* **Work to complete**
Every entry must be duplicated precisely as written.

* **Data for the task**
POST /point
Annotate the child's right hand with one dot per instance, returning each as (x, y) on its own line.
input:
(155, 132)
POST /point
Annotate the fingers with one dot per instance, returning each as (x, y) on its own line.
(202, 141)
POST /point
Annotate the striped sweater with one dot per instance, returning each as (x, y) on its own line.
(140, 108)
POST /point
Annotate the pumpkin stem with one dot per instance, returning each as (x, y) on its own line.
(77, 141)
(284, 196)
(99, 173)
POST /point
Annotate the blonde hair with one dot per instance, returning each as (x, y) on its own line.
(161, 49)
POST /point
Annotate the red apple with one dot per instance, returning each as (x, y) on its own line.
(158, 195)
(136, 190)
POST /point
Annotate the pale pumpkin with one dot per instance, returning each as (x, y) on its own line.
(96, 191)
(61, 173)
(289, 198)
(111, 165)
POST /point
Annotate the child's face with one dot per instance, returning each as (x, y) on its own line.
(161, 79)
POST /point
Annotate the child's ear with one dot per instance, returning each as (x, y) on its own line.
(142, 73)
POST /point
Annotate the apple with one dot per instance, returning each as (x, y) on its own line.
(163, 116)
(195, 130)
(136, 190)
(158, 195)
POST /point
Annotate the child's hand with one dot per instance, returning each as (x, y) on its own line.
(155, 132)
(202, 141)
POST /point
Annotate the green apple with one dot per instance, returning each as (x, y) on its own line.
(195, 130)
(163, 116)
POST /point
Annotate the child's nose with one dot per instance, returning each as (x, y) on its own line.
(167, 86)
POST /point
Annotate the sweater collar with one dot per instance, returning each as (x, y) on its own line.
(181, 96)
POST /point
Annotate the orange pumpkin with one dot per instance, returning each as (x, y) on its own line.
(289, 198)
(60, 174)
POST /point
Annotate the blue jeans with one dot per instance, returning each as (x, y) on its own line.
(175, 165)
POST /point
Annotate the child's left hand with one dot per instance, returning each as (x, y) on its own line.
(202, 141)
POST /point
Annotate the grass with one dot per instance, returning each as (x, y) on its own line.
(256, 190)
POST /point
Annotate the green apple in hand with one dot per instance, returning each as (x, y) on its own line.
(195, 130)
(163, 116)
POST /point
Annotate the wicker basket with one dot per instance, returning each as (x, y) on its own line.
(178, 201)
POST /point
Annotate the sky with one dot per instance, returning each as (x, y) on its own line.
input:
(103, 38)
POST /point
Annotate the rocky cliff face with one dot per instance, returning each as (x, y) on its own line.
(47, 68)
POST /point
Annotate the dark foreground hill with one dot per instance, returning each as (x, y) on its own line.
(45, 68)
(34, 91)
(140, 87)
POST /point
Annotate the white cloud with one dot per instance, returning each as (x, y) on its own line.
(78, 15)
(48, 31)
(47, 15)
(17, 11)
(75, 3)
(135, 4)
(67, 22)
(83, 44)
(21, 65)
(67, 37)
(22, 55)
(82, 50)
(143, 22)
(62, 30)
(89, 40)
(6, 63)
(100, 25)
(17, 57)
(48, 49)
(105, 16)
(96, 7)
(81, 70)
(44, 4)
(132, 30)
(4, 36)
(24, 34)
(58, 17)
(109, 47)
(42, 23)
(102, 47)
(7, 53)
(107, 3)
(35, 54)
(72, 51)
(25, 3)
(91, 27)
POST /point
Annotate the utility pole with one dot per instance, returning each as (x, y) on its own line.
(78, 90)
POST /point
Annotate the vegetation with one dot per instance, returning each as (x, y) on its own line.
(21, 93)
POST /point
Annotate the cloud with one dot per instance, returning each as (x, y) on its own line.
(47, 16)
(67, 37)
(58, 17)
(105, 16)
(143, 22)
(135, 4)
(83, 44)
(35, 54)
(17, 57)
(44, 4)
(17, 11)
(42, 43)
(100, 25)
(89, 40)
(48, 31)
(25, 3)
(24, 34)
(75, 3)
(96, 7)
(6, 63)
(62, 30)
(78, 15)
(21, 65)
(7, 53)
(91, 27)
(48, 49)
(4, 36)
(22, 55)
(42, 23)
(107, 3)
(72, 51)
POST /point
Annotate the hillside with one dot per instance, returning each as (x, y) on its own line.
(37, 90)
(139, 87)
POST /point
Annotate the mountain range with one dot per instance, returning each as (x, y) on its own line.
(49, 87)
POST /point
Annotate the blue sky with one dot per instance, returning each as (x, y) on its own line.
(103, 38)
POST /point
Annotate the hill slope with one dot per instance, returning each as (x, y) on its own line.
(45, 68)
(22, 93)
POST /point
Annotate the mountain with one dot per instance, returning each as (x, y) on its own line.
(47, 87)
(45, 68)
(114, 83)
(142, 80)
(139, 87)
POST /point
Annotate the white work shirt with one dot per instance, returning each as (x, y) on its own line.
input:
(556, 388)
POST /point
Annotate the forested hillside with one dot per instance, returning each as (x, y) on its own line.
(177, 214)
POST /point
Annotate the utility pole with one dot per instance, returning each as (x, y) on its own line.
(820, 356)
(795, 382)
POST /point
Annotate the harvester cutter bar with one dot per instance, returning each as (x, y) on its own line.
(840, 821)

* **Task solution**
POST /point
Annotate the child's right hand with one dot per instance, returning each as (x, y) on its own line.
input:
(155, 132)
POST /point
Annotate the fingers with one dot per instance, returning each as (x, y) on its own line.
(202, 141)
POST /point
Annotate the striped sweater with one dot per instance, returning each as (x, y) on its own line.
(140, 108)
POST /point
Annotate the pumpkin stem with one dot per instance, returning each as (x, y) on its own line.
(77, 141)
(284, 196)
(99, 173)
POST /point
Annotate the blonde hair with one dot per instance, returning each as (x, y) on its own line.
(161, 49)
POST /point
Annotate the red apple with one dot per instance, returning each as (x, y) on its own line.
(158, 195)
(136, 190)
POST /point
Annotate the pale pumpkin with one dot per instance, returning each as (x, y) on its own line.
(96, 191)
(61, 173)
(289, 198)
(111, 165)
POST /point
Annotate the child's face with one dot per instance, returning each as (x, y) on its own line.
(161, 79)
POST /point
Annotate the child's ear with one dot per instance, returning each as (x, y) on its own line.
(142, 73)
POST /point
Annotate the apple with one dot per instance, returning each as (x, y) on its own line.
(163, 116)
(195, 130)
(136, 190)
(158, 195)
POST /point
Annotate the child's hand with one dot per instance, returning each as (x, y) on its own line.
(155, 132)
(202, 141)
POST /point
Annotate the green apple with one dot per instance, returning each as (x, y) on its own line.
(195, 130)
(163, 116)
POST /point
Annotate the child's nose with one dot per instance, returning each as (x, y) on its own line.
(167, 86)
POST /point
Annotate the sweater collar with one dot per instance, returning each as (x, y) on its own line.
(181, 96)
POST /point
Annotate the orange pumpkin with one dot per instance, returning each as (x, y) on its own line.
(289, 198)
(60, 174)
POST /point
Annotate the blue jeans with one dot per instance, returning each as (x, y) on its own line.
(175, 165)
POST /point
Annotate the child's left hand with one dot per instance, returning each as (x, y) on its own line.
(202, 141)
POST /point
Annotate the grass with one dot per instance, returning each as (x, y) on its own line.
(256, 190)
POST /point
Annotate the green apple in hand with one dot per instance, returning each as (x, y) on its own line.
(195, 130)
(163, 116)
POST /point
Annotate the wicker basket with one dot per instance, returning each as (x, y) on its own line.
(178, 201)
POST /point
Annotate the sky with one dot per instance, returning each as (x, y) on its own line.
input:
(103, 38)
POST /point
Annotate the rocky cliff face with one dot per instance, returning each as (x, y) on its own line.
(47, 68)
POST /point
Annotate the dark foreground hill with one dot per instance, returning each as (x, y) on its own line.
(45, 68)
(34, 91)
(140, 87)
POST /point
Annotate the white cloud with one dot per instance, returning each as (x, y) on its own line.
(78, 15)
(48, 31)
(47, 15)
(17, 11)
(75, 3)
(135, 4)
(67, 22)
(83, 44)
(21, 65)
(67, 37)
(22, 55)
(82, 50)
(143, 22)
(62, 30)
(89, 40)
(6, 63)
(100, 25)
(17, 57)
(48, 49)
(105, 16)
(96, 7)
(81, 70)
(44, 4)
(132, 30)
(4, 36)
(24, 34)
(58, 17)
(109, 47)
(42, 23)
(102, 47)
(7, 53)
(107, 3)
(35, 54)
(72, 51)
(25, 3)
(91, 27)
POST /point
Annotate the utility pole with one dot per instance, returning each as (x, y) on its own line.
(78, 90)
POST /point
Annotate the vegetation with one dot per instance, returning each as (x, y) on its own line.
(21, 93)
POST /point
Annotate the cloud with one dot per instance, returning each as (x, y) on its own line.
(47, 16)
(67, 37)
(58, 17)
(105, 16)
(143, 22)
(135, 4)
(83, 44)
(35, 54)
(17, 57)
(44, 4)
(17, 11)
(42, 43)
(100, 25)
(89, 40)
(48, 31)
(25, 3)
(24, 34)
(75, 3)
(96, 7)
(6, 63)
(62, 30)
(78, 15)
(21, 65)
(7, 53)
(91, 27)
(48, 49)
(4, 36)
(22, 55)
(42, 23)
(107, 3)
(72, 51)
POST /point
Annotate the hillside with one dot per instance, returning each as (x, y) on its own line.
(37, 90)
(139, 87)
POST /point
Annotate the mountain range with one dot per instance, returning each as (x, y) on its own line.
(49, 87)
POST /point
Annotate the blue sky with one dot per instance, returning each as (x, y) on its own line.
(103, 38)
POST /point
Annotate the hill slope with one dot per instance, returning each as (x, y) on its own line.
(45, 68)
(22, 93)
POST /point
Annotate the mountain with one dot per instance, returning each as (x, y) on its own line.
(47, 87)
(45, 68)
(114, 83)
(142, 80)
(139, 87)
POST /point
Annotate the white work shirt with one dot per instance, returning each as (x, y) on its own line.
input:
(556, 388)
POST /point
Annotate the forested hillside with one dot per instance, returning each as (x, y) on its own line.
(177, 214)
POST /point
Annotate the utility pole with one dot per instance, returning each as (x, y) on its own line.
(820, 356)
(795, 382)
POST /point
Annotate the harvester cutter bar with one dot per instance, returning each as (x, y) on its own line.
(840, 821)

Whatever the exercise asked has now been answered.